***** Records shown
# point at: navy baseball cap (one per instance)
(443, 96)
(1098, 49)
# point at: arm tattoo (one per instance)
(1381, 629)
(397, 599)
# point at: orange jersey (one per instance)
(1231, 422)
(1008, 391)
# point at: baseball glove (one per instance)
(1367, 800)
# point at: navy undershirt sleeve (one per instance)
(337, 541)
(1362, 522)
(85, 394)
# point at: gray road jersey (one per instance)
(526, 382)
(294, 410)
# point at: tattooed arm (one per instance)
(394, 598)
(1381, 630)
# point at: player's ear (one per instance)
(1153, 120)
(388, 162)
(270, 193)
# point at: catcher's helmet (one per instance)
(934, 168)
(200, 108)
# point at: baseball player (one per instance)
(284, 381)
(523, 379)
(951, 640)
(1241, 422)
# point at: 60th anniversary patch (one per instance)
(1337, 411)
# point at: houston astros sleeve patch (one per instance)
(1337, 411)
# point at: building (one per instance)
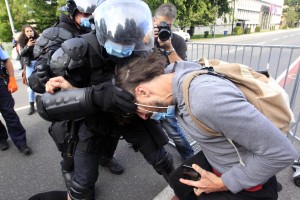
(263, 13)
(266, 14)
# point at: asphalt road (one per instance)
(23, 176)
**********
Output nothing but the records, word for word, and none of their pictures.

> _Exercise response_:
# point at: navy baseball cap (one per instance)
(443, 96)
(1098, 49)
# point at: arm tattoo (one per instance)
(1381, 629)
(397, 599)
# point at: orange jersey (one per instance)
(1231, 422)
(1008, 391)
# point at: baseball glove (one per instance)
(1367, 800)
# point at: navy undershirt sleeve (one per instance)
(337, 541)
(1362, 522)
(85, 394)
# point at: gray road jersey (one per instance)
(526, 382)
(294, 410)
# point at: tattooed arm (one per instance)
(394, 598)
(1381, 630)
# point at: player's ear (one per instance)
(1153, 120)
(388, 162)
(270, 193)
# point at: catcher's helmet (one per instance)
(934, 168)
(200, 108)
# point at: baseball player (one per instance)
(284, 381)
(523, 379)
(951, 640)
(1241, 422)
# point at: 60th anniversary patch (one per instance)
(1337, 411)
# point at: houston astros sleeve patch (one per instance)
(1337, 411)
# point at: building (one per instance)
(263, 13)
(266, 14)
# point at: asphalt road (one per instance)
(23, 176)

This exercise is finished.